■ WORK INSTRUCTIONS: If a line below includes the string "detect", copy it.

--------------------------------

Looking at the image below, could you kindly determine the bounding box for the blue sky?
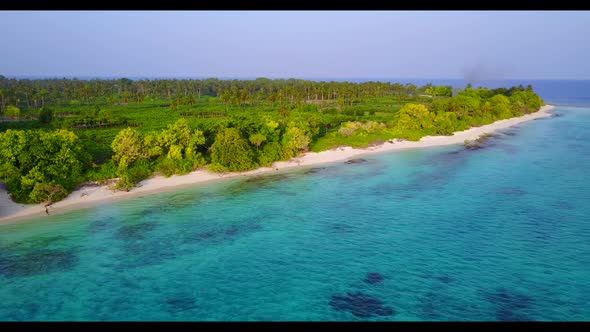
[1,11,589,79]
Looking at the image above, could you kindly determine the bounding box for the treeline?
[0,76,452,112]
[0,114,320,203]
[95,115,318,191]
[312,86,544,149]
[393,85,545,139]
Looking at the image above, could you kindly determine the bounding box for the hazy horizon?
[1,11,590,80]
[4,75,589,82]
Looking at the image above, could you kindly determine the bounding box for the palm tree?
[0,88,5,112]
[40,89,47,108]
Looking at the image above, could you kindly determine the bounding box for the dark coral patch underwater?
[364,272,384,285]
[495,187,528,197]
[345,158,368,164]
[0,236,80,279]
[115,222,157,240]
[303,167,328,175]
[483,288,533,321]
[181,218,263,245]
[0,249,79,278]
[329,292,394,318]
[165,295,198,313]
[435,275,454,284]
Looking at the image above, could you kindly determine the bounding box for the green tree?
[448,94,481,119]
[510,91,543,113]
[155,118,206,159]
[258,141,283,167]
[282,127,311,159]
[249,133,267,149]
[396,103,435,131]
[116,160,152,191]
[4,105,20,119]
[0,129,91,203]
[39,107,53,124]
[143,132,164,159]
[433,112,457,135]
[111,127,145,169]
[210,127,256,172]
[429,98,450,114]
[29,182,68,205]
[260,118,281,142]
[490,94,513,119]
[220,89,231,110]
[435,85,452,97]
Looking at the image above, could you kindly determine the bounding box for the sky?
[1,11,590,80]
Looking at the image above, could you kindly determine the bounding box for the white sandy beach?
[0,104,555,225]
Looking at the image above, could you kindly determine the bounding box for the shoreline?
[0,104,555,225]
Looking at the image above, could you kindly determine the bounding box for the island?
[0,77,550,223]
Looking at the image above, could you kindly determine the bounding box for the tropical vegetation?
[0,76,544,204]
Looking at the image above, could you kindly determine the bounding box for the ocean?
[0,80,589,321]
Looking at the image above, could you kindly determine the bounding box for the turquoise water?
[1,106,590,321]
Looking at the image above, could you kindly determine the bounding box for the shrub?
[338,121,386,137]
[29,182,68,204]
[258,141,284,167]
[210,127,257,172]
[39,107,53,124]
[4,105,20,119]
[116,160,153,191]
[282,127,311,159]
[86,160,118,182]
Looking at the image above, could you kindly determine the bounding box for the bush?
[432,112,457,135]
[339,123,358,137]
[116,160,153,191]
[0,129,91,203]
[210,127,257,172]
[282,127,311,159]
[4,105,20,119]
[111,127,145,167]
[338,121,386,137]
[86,160,118,182]
[396,103,435,132]
[156,157,181,177]
[39,107,53,124]
[29,182,67,204]
[258,141,284,167]
[156,154,206,177]
[429,98,450,114]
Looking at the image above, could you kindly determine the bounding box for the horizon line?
[2,75,590,81]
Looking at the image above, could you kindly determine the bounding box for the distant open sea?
[1,79,589,321]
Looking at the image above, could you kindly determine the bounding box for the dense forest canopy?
[0,76,544,204]
[0,76,452,110]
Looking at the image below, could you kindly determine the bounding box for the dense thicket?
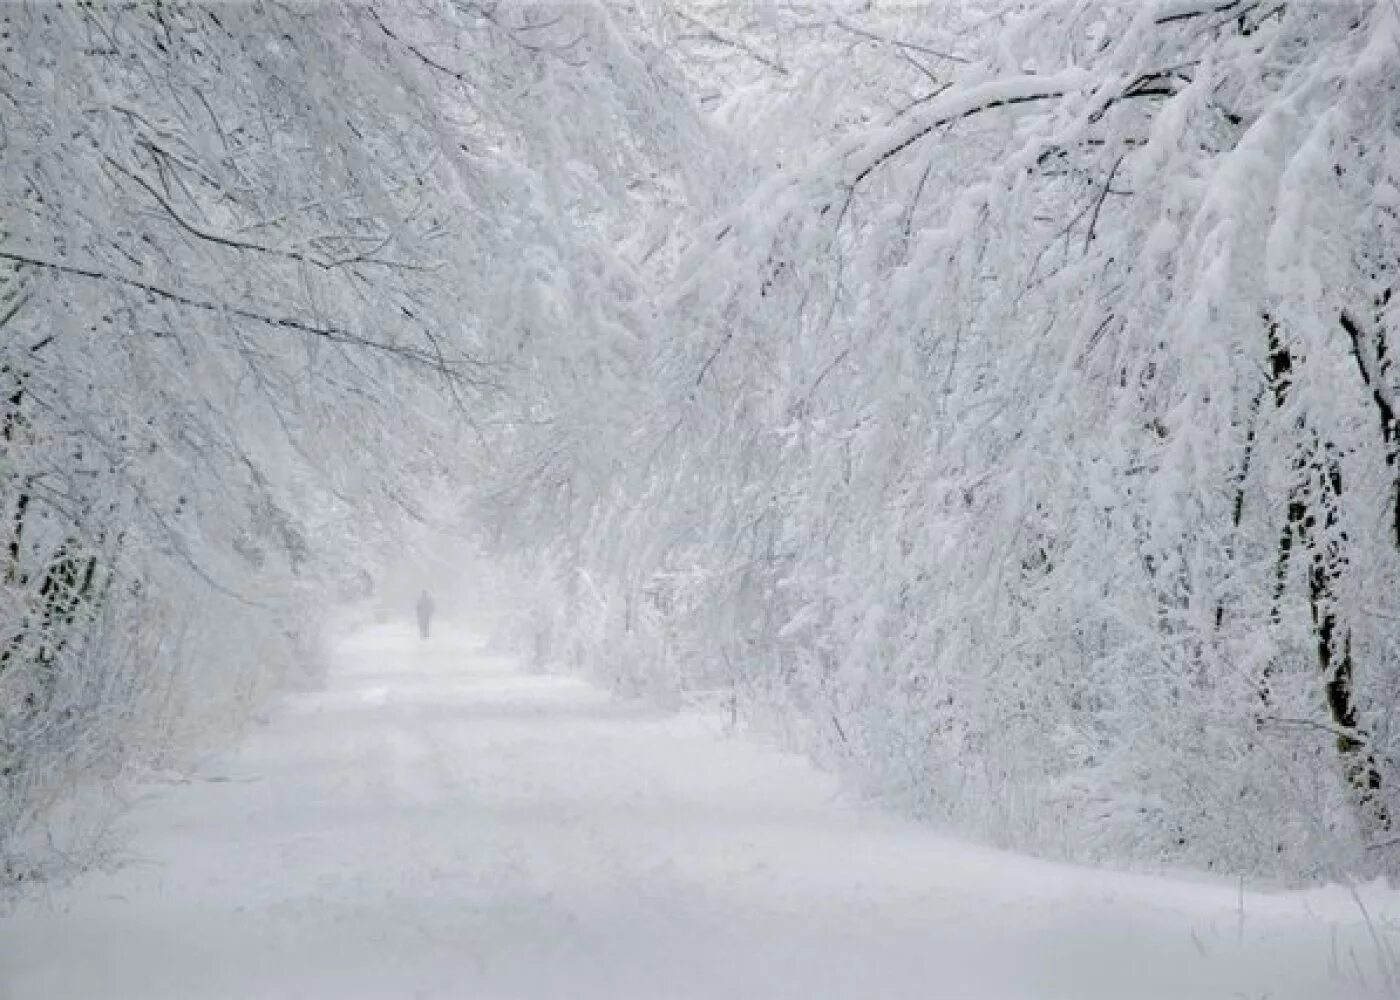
[503,1,1400,881]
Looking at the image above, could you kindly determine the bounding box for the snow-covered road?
[4,623,1396,999]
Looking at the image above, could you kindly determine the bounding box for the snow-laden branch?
[839,69,1093,187]
[1153,0,1259,26]
[0,250,465,374]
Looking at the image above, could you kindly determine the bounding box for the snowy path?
[4,623,1396,999]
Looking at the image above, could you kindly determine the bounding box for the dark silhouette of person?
[415,589,436,639]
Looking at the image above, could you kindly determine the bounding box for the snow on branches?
[512,0,1400,880]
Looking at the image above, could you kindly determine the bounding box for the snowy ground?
[4,621,1399,999]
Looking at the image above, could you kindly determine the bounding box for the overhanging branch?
[0,249,469,374]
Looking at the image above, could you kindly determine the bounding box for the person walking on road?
[415,589,436,640]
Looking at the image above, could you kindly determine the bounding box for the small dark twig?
[1084,155,1125,252]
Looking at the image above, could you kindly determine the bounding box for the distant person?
[415,589,436,639]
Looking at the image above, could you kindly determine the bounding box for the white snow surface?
[4,622,1397,999]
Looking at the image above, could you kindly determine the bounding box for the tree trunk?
[1268,327,1387,827]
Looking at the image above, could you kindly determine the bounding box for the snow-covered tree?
[0,0,699,884]
[511,0,1400,880]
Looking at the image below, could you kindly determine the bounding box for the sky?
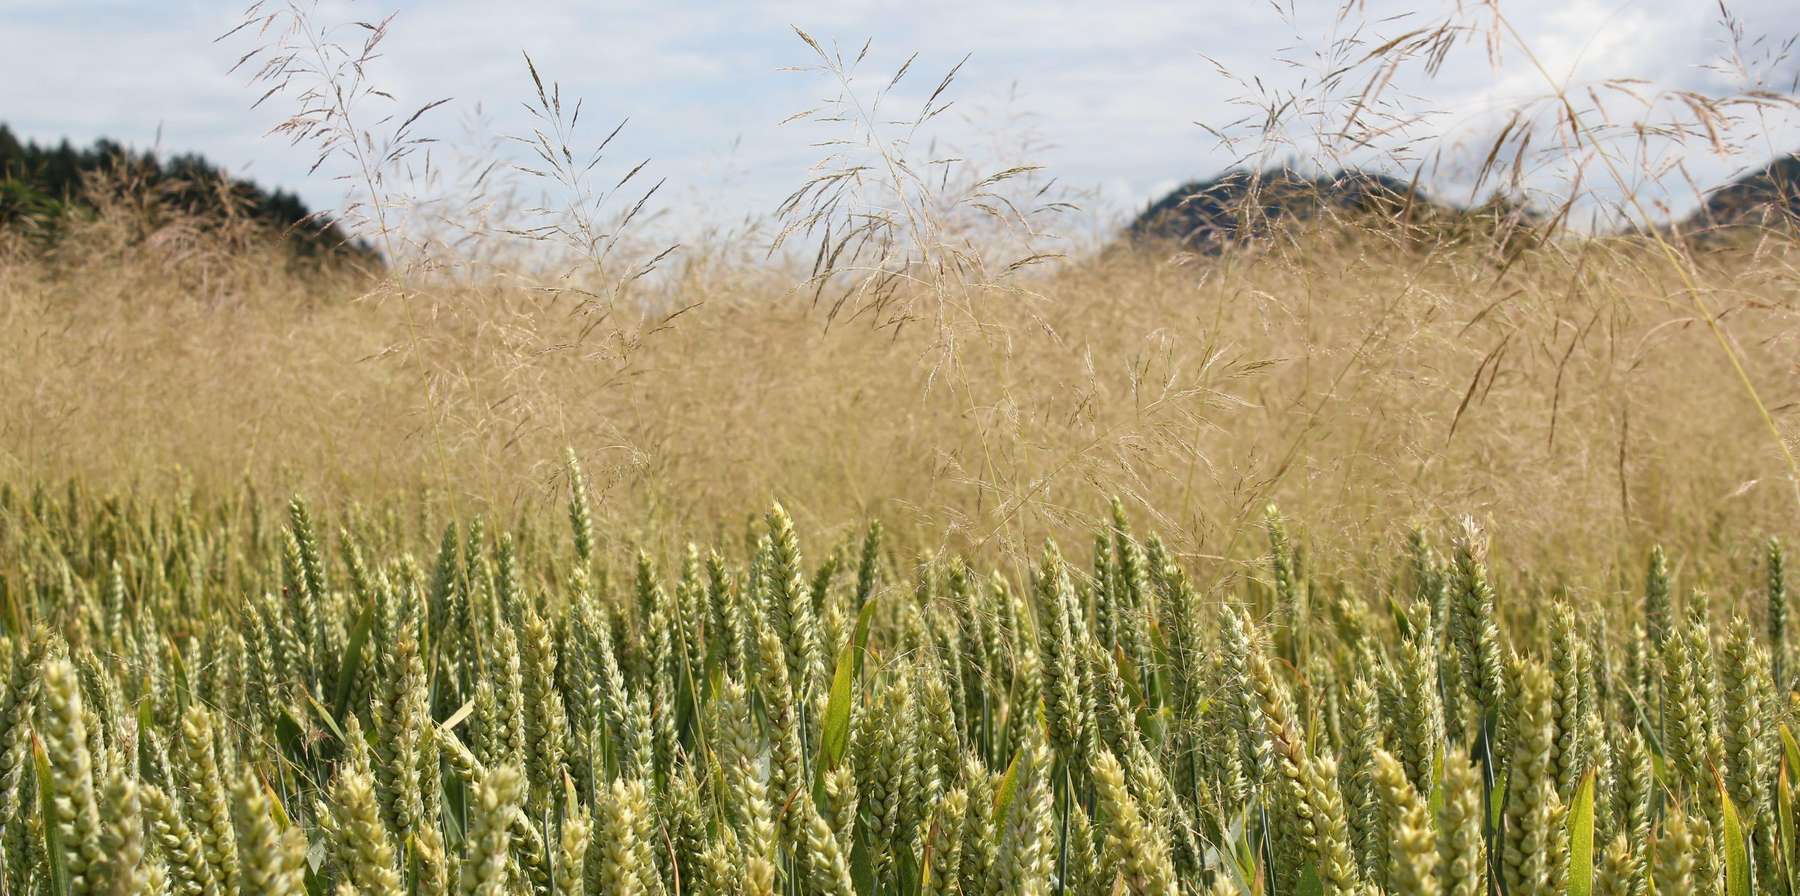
[2,0,1797,240]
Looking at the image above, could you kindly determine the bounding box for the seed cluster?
[0,468,1791,896]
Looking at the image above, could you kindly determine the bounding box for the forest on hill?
[0,123,365,258]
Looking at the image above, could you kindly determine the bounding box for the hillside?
[0,123,364,257]
[1131,155,1800,250]
[1127,168,1445,250]
[1682,152,1800,236]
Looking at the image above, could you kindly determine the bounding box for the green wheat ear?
[323,718,402,896]
[97,770,147,896]
[8,477,1795,896]
[1371,748,1438,895]
[1438,749,1487,896]
[231,770,305,896]
[461,765,524,896]
[1594,833,1640,896]
[40,653,105,896]
[1652,804,1700,895]
[1093,749,1177,896]
[1771,537,1787,687]
[566,448,595,568]
[1502,657,1564,896]
[923,787,968,896]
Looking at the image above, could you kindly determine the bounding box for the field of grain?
[3,2,1800,895]
[0,462,1792,896]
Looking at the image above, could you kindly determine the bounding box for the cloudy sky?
[3,0,1797,236]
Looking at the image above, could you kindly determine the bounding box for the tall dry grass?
[3,205,1794,580]
[3,0,1797,586]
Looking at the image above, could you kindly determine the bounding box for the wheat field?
[3,2,1800,894]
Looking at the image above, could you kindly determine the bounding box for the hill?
[1127,168,1441,250]
[0,123,365,258]
[1130,154,1800,251]
[1125,166,1547,254]
[1681,153,1800,237]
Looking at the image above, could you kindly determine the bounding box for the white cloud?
[0,0,1794,237]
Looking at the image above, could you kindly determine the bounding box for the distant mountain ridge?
[1680,153,1800,237]
[1129,169,1426,249]
[0,123,365,257]
[1130,157,1799,250]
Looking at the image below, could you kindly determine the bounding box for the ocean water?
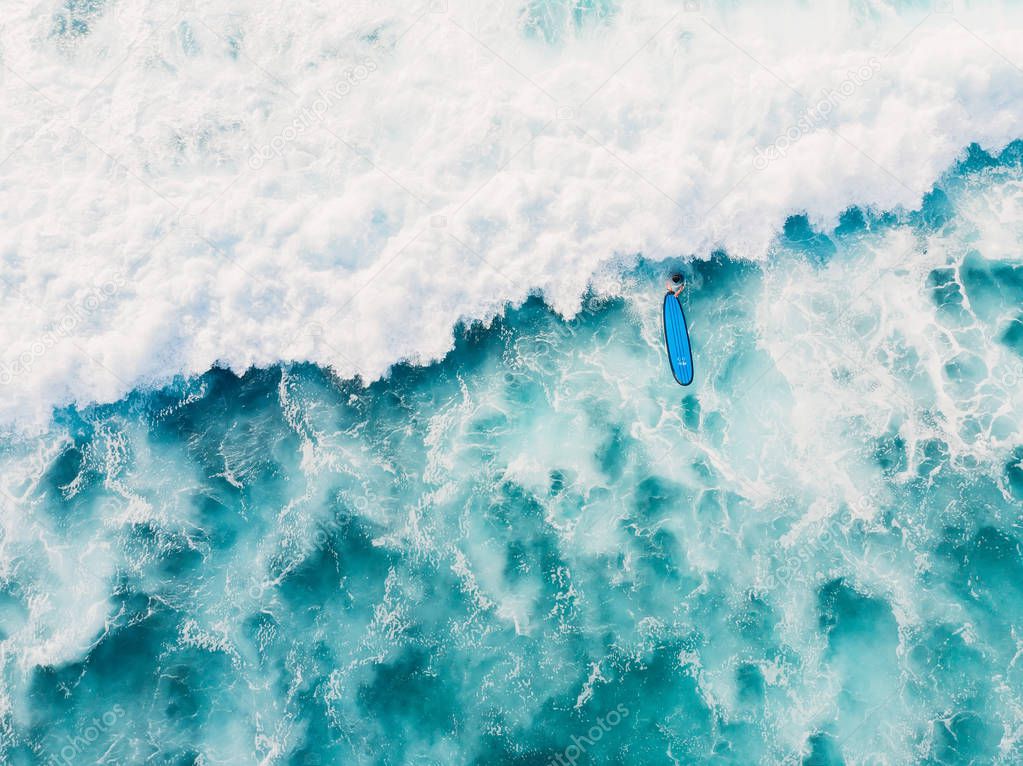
[3,141,1023,764]
[2,1,1023,764]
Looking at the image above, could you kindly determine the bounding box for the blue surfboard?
[662,293,694,386]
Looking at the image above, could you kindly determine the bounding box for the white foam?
[2,0,1023,428]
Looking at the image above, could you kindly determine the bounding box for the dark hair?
[670,273,683,284]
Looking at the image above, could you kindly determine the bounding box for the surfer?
[662,272,694,385]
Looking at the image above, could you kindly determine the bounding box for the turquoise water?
[2,143,1023,764]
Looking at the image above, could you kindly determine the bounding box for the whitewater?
[0,0,1021,426]
[2,0,1023,764]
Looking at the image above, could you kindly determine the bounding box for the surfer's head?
[670,273,683,285]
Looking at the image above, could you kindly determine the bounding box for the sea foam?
[2,0,1023,428]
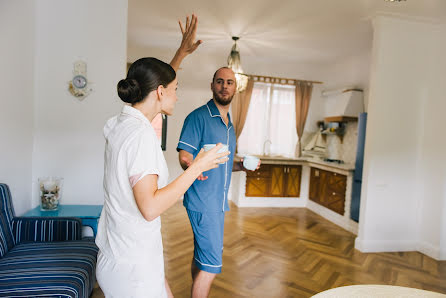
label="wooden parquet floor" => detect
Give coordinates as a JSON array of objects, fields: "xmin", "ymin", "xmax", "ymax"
[{"xmin": 92, "ymin": 202, "xmax": 446, "ymax": 297}]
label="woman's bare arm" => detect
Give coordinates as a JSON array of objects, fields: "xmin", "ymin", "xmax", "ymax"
[{"xmin": 133, "ymin": 144, "xmax": 229, "ymax": 221}]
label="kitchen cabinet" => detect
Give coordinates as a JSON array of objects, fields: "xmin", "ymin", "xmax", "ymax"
[
  {"xmin": 309, "ymin": 167, "xmax": 346, "ymax": 215},
  {"xmin": 246, "ymin": 164, "xmax": 301, "ymax": 197}
]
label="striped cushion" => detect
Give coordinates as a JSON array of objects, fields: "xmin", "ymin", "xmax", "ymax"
[
  {"xmin": 0, "ymin": 240, "xmax": 98, "ymax": 298},
  {"xmin": 0, "ymin": 184, "xmax": 15, "ymax": 258},
  {"xmin": 12, "ymin": 217, "xmax": 82, "ymax": 243}
]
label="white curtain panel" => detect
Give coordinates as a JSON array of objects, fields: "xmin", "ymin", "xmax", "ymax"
[
  {"xmin": 269, "ymin": 84, "xmax": 297, "ymax": 157},
  {"xmin": 237, "ymin": 82, "xmax": 297, "ymax": 157}
]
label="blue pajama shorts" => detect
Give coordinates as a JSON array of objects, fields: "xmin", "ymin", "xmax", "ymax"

--------------------------------

■ WORKED SOLUTION:
label="wooden parquet floor" => detect
label="woman's bare arm" => detect
label="kitchen cabinet" => detect
label="striped cushion" => detect
label="white curtain panel" => detect
label="blue pajama shorts" => detect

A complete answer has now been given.